DOCUMENT EXCERPT
Aphids On Flax

The potato aphid, Macrosiphum euphorbiae, is the main aphid pest on flax and is featured in this article.  


Potato aphids are about 5 mm when fully grown, are pale green (darker along the centre line) and have prominent, dark tipped tail tubes. Viewed through a hand lens, the tip of the tail tubes have a netlike appearance. A pink phase of the potato aphid may also occur. Potato aphid colonies are made up of adults and their offspring, closely clustered together.

Life Cycle

Potato aphids overwinter as eggs on roses, raspberries and strawberries. Wingless females hatch from eggs in the spring. These females give birth to nymphs which develop into both winged and wingless adults. In western Canada, the winged females migrate from the winter hosts to summer hosts such as flax in late June to early July when the crop is flowering and developing seed. A number of generations of wingless females develop on flax until early August, when winged females and males appear in response to diminishing daylight. These winged adults migrate back to the winter hosts, resulting in rapid drops in aphid populations on the summer hosts. Adults on the winter host mate and females produce eggs for overwintering.

SET OF TASKS
1. Summarize the article on aphids on flax in two sentences.
2. Repeat everything in the article on aphids on flax from "Aphids On Flax" down to "closely clustered together.".
The items after this point come from a different source than the article on aphids on flax.

RECORDS SHOWN
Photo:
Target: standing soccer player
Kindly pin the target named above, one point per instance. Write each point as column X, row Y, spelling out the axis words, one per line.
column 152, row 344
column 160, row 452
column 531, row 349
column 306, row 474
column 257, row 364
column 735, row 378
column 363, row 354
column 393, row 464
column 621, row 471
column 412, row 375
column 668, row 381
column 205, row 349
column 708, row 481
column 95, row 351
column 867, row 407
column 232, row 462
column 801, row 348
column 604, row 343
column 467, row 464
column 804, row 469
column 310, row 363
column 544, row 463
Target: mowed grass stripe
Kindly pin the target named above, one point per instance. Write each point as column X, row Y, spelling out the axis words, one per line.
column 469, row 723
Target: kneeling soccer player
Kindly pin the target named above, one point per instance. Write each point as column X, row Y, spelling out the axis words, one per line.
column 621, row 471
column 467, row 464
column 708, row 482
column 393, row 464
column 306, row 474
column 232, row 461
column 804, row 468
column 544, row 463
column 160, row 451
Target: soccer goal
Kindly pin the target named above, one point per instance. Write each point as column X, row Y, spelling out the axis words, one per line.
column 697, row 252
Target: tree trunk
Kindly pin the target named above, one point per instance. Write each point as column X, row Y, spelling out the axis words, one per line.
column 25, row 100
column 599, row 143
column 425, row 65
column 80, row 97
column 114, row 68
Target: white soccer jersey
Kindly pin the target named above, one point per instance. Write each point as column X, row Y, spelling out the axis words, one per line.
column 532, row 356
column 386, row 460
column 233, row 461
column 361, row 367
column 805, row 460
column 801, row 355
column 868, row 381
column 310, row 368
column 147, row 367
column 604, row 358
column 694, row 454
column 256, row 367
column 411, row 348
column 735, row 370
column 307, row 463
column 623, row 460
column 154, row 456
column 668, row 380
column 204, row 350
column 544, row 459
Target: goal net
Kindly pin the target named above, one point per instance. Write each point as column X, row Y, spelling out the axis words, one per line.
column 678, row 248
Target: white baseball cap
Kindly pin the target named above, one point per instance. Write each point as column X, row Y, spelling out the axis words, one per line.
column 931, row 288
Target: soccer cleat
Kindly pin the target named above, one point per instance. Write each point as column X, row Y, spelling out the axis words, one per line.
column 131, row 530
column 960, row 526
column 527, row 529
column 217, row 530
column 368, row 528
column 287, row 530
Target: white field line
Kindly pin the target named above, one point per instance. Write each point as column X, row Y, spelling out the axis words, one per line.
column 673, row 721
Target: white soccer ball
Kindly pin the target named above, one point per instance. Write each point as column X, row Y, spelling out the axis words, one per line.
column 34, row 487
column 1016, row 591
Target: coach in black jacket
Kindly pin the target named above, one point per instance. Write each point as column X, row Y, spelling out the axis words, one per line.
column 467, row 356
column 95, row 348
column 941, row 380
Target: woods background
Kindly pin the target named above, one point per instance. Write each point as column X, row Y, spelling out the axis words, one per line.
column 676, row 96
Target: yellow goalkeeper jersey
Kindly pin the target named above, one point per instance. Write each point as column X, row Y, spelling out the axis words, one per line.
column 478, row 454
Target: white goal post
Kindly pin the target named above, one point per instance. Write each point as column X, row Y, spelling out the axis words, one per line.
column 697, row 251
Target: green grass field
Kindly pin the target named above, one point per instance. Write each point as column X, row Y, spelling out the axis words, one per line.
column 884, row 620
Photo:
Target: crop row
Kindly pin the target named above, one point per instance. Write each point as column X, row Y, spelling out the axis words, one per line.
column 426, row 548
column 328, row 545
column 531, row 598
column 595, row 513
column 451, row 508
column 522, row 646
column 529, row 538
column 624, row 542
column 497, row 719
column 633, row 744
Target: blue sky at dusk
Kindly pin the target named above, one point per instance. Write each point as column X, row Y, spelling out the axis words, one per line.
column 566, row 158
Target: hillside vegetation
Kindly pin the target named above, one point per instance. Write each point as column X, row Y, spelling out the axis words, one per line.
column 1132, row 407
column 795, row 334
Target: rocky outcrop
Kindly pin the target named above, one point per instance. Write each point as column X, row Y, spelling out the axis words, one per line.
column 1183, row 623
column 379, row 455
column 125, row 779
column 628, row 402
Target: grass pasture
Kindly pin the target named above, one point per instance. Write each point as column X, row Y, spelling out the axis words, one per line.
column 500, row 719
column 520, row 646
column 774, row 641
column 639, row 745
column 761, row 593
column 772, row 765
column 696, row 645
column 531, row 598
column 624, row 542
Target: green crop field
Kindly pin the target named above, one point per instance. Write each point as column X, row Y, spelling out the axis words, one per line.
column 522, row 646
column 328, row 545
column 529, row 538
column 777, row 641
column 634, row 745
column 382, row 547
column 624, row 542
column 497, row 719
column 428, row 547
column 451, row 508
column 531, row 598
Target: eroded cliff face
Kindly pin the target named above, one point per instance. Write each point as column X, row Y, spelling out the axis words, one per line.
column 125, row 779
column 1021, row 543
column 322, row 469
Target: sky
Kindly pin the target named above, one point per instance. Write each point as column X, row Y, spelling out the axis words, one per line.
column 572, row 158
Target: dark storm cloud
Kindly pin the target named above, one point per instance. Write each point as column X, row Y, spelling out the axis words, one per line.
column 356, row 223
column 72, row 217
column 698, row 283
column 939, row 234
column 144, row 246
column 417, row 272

ANSWERS BY ITEM NUMBER
1. The potato aphid, Macrosiphum euphorbiae, is the main aphid pest on flax: it is about 5 mm long when fully grown, pale green with prominent, dark-tipped tail tubes, and lives in tightly clustered colonies. It overwinters as eggs on roses, raspberries and strawberries, moves to flax in late June to early July, and from early August winged adults appear and migrate back to the winter hosts, where females lay overwintering eggs.

2.
Aphids On Flax

The potato aphid, Macrosiphum euphorbiae, is the main aphid pest on flax and is featured in this article.  


Potato aphids are about 5 mm when fully grown, are pale green (darker along the centre line) and have prominent, dark tipped tail tubes. Viewed through a hand lens, the tip of the tail tubes have a netlike appearance. A pink phase of the potato aphid may also occur. Potato aphid colonies are made up of adults and their offspring, closely clustered together.